● **DATA SUPPLIED**
———
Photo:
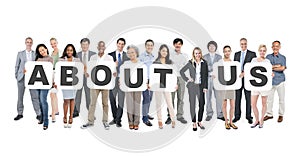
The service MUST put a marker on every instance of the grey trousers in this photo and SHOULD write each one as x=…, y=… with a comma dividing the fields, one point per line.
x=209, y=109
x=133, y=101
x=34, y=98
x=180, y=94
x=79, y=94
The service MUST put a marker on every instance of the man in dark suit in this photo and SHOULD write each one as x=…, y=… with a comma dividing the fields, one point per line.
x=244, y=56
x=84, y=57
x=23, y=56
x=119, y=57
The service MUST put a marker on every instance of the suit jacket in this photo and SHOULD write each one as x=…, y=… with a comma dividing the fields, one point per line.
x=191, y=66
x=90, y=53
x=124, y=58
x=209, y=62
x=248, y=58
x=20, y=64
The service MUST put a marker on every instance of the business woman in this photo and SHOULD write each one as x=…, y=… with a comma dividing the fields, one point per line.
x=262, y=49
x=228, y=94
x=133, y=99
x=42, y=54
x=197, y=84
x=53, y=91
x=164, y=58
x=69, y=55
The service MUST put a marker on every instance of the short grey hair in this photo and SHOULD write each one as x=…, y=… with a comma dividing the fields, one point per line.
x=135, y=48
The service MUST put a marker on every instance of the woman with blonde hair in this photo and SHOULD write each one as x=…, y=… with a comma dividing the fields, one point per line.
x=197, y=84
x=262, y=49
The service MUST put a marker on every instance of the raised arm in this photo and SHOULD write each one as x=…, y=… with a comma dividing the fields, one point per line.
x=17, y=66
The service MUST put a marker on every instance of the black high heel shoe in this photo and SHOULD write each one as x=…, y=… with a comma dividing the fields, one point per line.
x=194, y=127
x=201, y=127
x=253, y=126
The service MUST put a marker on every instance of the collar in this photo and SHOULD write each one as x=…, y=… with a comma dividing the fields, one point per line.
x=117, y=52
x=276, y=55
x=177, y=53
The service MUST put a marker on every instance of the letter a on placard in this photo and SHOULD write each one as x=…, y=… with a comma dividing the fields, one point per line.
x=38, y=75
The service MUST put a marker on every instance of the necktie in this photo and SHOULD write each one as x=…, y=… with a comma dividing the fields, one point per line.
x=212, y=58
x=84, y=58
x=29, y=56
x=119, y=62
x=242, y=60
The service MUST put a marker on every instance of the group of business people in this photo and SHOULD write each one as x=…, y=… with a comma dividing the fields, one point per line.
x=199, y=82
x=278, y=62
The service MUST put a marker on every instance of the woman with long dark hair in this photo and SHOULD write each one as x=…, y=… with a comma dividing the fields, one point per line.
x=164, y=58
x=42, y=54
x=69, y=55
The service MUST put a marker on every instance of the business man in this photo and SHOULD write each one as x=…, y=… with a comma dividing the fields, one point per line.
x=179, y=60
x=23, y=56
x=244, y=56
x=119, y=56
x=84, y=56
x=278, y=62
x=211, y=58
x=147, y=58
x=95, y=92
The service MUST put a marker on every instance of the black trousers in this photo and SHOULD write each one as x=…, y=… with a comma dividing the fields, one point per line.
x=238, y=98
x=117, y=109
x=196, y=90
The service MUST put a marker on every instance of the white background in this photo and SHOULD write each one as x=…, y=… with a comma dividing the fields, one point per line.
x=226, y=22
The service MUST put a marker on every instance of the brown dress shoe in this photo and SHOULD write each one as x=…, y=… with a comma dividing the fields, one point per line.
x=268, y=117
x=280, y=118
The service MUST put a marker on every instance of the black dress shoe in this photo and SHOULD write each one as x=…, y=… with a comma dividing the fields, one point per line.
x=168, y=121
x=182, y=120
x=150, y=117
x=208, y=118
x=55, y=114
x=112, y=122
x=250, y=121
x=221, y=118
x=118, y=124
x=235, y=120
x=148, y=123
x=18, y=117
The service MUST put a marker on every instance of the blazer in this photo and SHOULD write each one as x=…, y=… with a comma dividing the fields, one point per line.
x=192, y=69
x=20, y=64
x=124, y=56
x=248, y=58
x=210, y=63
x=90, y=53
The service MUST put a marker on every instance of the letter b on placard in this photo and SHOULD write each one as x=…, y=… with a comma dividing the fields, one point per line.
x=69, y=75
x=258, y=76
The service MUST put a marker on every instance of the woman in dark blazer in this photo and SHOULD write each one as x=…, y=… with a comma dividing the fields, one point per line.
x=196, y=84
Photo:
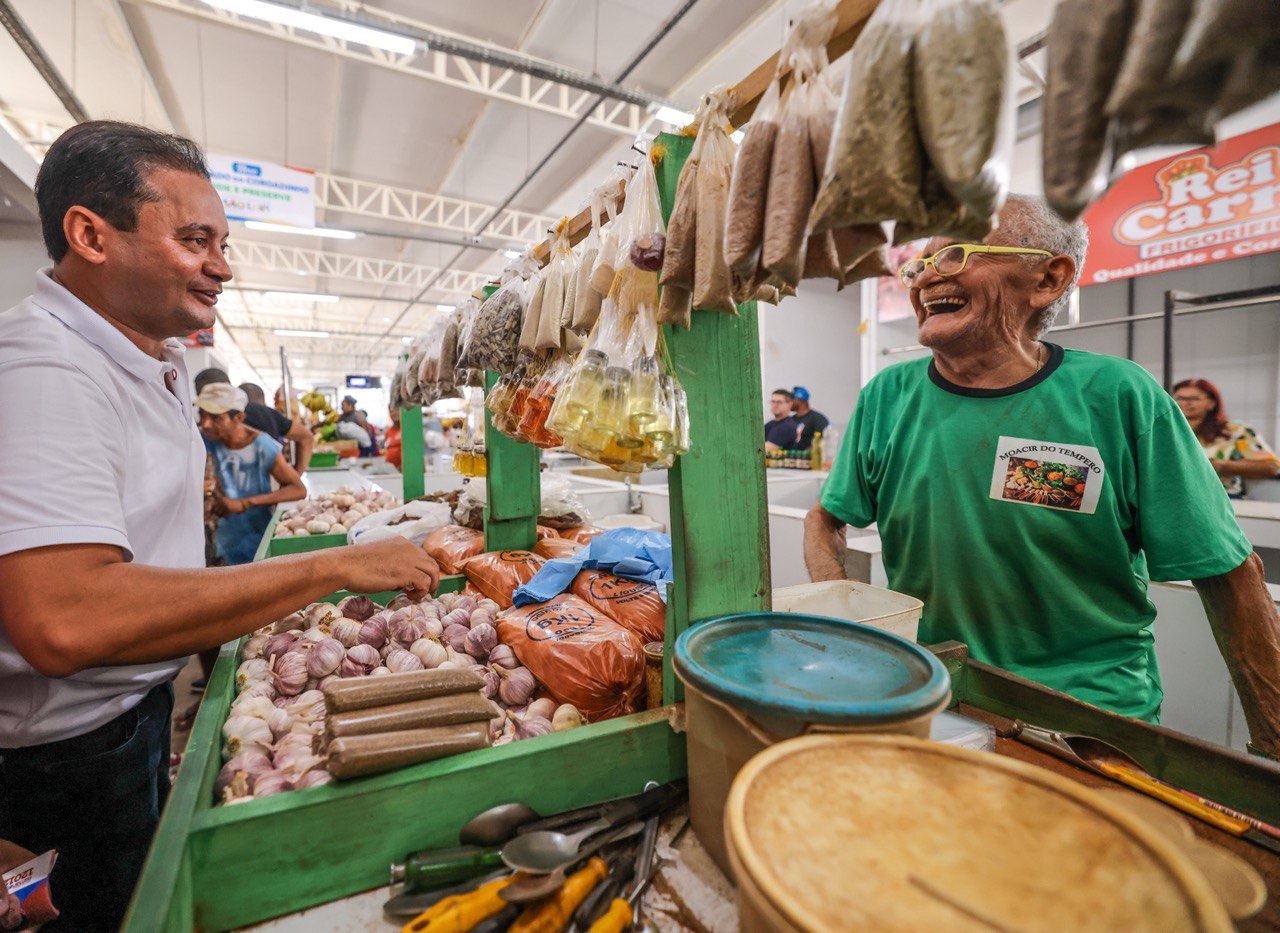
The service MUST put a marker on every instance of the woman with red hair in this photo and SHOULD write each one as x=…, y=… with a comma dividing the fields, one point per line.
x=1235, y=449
———
● **BRIEF**
Transcribe the listing verbatim, pictures excluded.

● **SOLUTION BELOW**
Photo:
The service MUST put a marker on every instance of the grey trousers in this photo and SHOULD write each one as x=…, y=… with a comma dividing the fields, one point per line.
x=209, y=109
x=133, y=101
x=34, y=98
x=180, y=94
x=79, y=94
The service MUST put a marker on every instance of the man in dark suit in this photo and SHOULD write each one as x=…, y=… with a comma dividing the fields, one point per line.
x=244, y=56
x=84, y=57
x=23, y=56
x=119, y=57
The service MUST put a marker on every instance of the suit jacket in this photo and SHOULD write each one as x=…, y=… with a comma dividing the fields, one point per line.
x=191, y=66
x=90, y=53
x=124, y=58
x=209, y=62
x=248, y=58
x=20, y=64
The service MUST put a marker on every instance of the business woman in this photo and SHOULD write each one as x=…, y=… with a comma dividing the fields, one point per line.
x=262, y=49
x=228, y=94
x=133, y=99
x=42, y=54
x=197, y=84
x=53, y=91
x=164, y=58
x=69, y=55
The service MUST put a marker on every instance of the short grey hair in this photo and SHOULD write each one as x=…, y=… with a comma dividing the fields, one point per line.
x=135, y=48
The service MUST put a marker on every instance of the woman with blonde hair in this photo and SHOULD write each one as x=…, y=… with a comma dividing the fields, one point per line.
x=197, y=84
x=262, y=49
The service MUST put a marker on every instance of the raised arm in this photo and SHOULD write each one as x=…, y=… with a comma dividing the fields, one point per line.
x=17, y=66
The service MUST put a marker on every instance of the black high heel shoe in this photo and SHOULD write each one as x=…, y=… with a comma dividing the fields, one point per line.
x=194, y=127
x=201, y=127
x=253, y=126
The service MUST put a marker on every instance of the collar in this photo and SHOULD write each one as x=…, y=… with a comma dividing the fields, one point per line.
x=117, y=52
x=276, y=55
x=177, y=53
The service MUST put a marker on every instance of the letter a on placard in this photo and SHOULD write each one as x=…, y=… with a comma dividing the fields, one point per line.
x=38, y=75
The service MUST put a marker on every instance of the necktie in this photo and SHOULD write each one as x=…, y=… with a comma dividing the fields, one point per line.
x=212, y=58
x=84, y=58
x=29, y=56
x=119, y=62
x=242, y=60
The service MUST put a marker on every instance of the group of business people in this photo and SHOULD write each one as x=…, y=… with a comma dividing the fields, one point per line.
x=199, y=82
x=278, y=62
The service MUST put a marker on every instance of the woman with long dark hair in this photo and SHOULD write each one as x=…, y=… with a comma dividing the fields, one point per line.
x=164, y=58
x=42, y=54
x=69, y=55
The service MUST put a marker on every instance of the business man in this photo and SHOULD write each one as x=…, y=… with a comma dividing the fields, one point per line.
x=179, y=60
x=23, y=56
x=244, y=56
x=119, y=56
x=84, y=56
x=278, y=62
x=211, y=58
x=147, y=58
x=95, y=92
The service MUST put a marker on every instance of the black trousers in this photo and SHOULD write each one as x=…, y=… with a comma dividing the fields, one point per line.
x=238, y=98
x=117, y=109
x=196, y=90
The service MUST put a marker on every instance of the white background in this photo and SHOULD write each one as x=…, y=… with a comma dividing the fields, one point per line.
x=226, y=22
The service MUST put a marker on every instance of the brown dress shoe in this photo and SHOULD write each one as x=…, y=… with a comma dividing the fields, one point per line.
x=268, y=117
x=280, y=118
The service MUST put a marker on every instance of the black dress shoe in this photo and SHOULD write each one as x=…, y=… with a comma dividing the fields, one point per line.
x=168, y=121
x=182, y=120
x=150, y=117
x=208, y=118
x=55, y=114
x=112, y=122
x=250, y=121
x=221, y=118
x=118, y=124
x=235, y=120
x=148, y=123
x=18, y=117
The service MUST put a marker on every instance of the blazer in this photo and SHOULD write each one as x=…, y=… with a comma dividing the fields, one point per line.
x=192, y=69
x=20, y=64
x=124, y=56
x=248, y=58
x=210, y=63
x=90, y=53
The service MUST put a marker on every instance of the letter b on placard in this photo and SHOULD write each one as x=…, y=… with a comma dividing the fields, one point per line.
x=69, y=75
x=258, y=76
The service MUST put a marker on every instance of the woman in dark blazer in this photo and SHOULD write each one as x=…, y=… with a comma dividing the fields, one point per line.
x=196, y=84
Photo:
The service MUST put a marker on every instance of the woman with red hair in this photo and SHOULD write each one as x=…, y=… with a comma dividing the fields, one point per line.
x=1235, y=449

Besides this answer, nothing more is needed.